● Task instructions
Copy the data word for word, keeping every line.

● Records shown
********************
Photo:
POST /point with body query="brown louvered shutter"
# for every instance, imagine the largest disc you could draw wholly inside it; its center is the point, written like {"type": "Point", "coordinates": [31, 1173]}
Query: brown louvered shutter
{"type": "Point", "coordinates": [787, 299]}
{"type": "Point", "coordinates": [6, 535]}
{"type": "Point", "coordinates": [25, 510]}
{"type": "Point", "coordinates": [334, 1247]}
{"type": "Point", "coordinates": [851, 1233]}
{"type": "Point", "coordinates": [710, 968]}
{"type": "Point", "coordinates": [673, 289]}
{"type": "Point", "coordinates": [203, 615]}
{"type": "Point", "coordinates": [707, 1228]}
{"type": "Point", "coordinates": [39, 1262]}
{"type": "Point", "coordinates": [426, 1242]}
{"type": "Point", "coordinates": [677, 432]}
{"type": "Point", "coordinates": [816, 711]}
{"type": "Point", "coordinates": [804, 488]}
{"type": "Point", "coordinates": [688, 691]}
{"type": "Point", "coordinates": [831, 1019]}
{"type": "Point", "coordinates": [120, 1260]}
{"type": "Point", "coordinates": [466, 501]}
********************
● Your solution
Photo:
POST /point with body query="brown louvered shutter"
# for every instance, imagine the largest disc you could draw wholly inside it; its center is the point, written like {"type": "Point", "coordinates": [31, 1173]}
Query: brown louvered shutter
{"type": "Point", "coordinates": [787, 299]}
{"type": "Point", "coordinates": [6, 535]}
{"type": "Point", "coordinates": [25, 510]}
{"type": "Point", "coordinates": [334, 1247]}
{"type": "Point", "coordinates": [851, 1233]}
{"type": "Point", "coordinates": [710, 968]}
{"type": "Point", "coordinates": [673, 289]}
{"type": "Point", "coordinates": [203, 615]}
{"type": "Point", "coordinates": [707, 1228]}
{"type": "Point", "coordinates": [39, 1262]}
{"type": "Point", "coordinates": [426, 1242]}
{"type": "Point", "coordinates": [677, 432]}
{"type": "Point", "coordinates": [816, 711]}
{"type": "Point", "coordinates": [804, 488]}
{"type": "Point", "coordinates": [688, 691]}
{"type": "Point", "coordinates": [831, 1019]}
{"type": "Point", "coordinates": [120, 1260]}
{"type": "Point", "coordinates": [466, 501]}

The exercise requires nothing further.